* WRITTEN REQUEST *
Revise the records below by changing every "shelf-compliance log" to "inventory audit" and leaving everything else as it is. Omit the pictures from your answer.

* DATASET ENTRIES *
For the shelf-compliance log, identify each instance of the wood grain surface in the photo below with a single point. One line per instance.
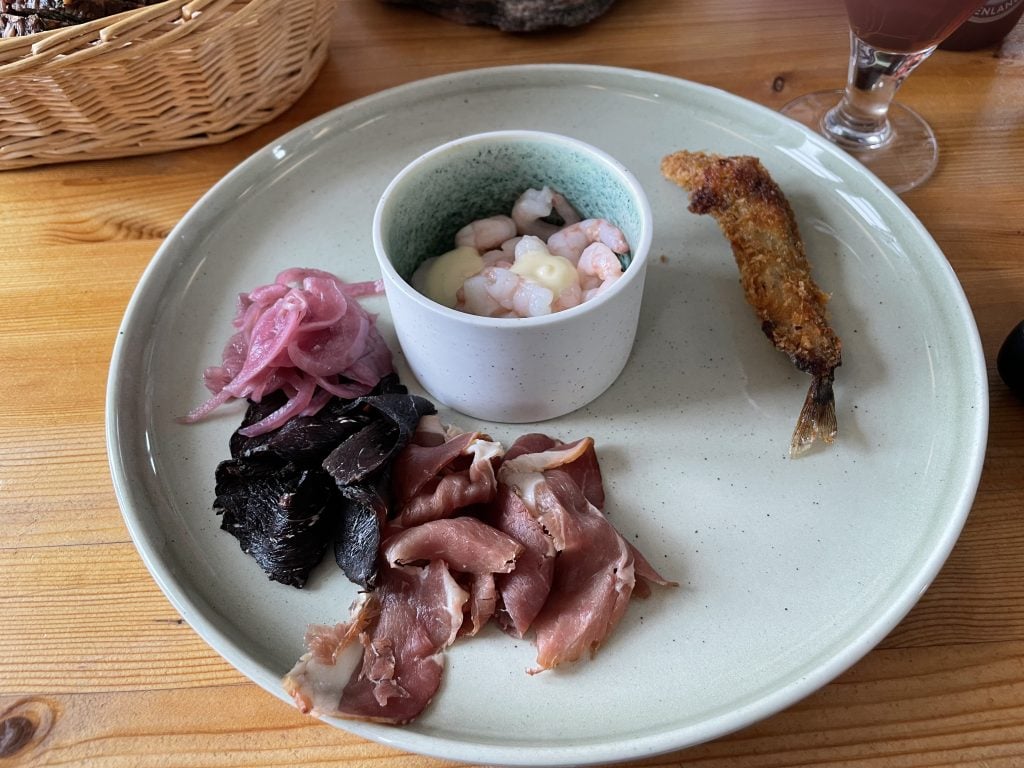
(97, 670)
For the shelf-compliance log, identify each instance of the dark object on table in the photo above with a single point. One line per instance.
(514, 15)
(20, 17)
(986, 27)
(1010, 361)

* IN RESPONSE *
For the inventory audit, identify each instance of the wood grain surface in the photo below with a single point. One line per instance.
(97, 670)
For the inventory audit, identify each instance of the dark object on table in the photo above with a single point. One line per instance.
(514, 15)
(20, 17)
(986, 27)
(1010, 361)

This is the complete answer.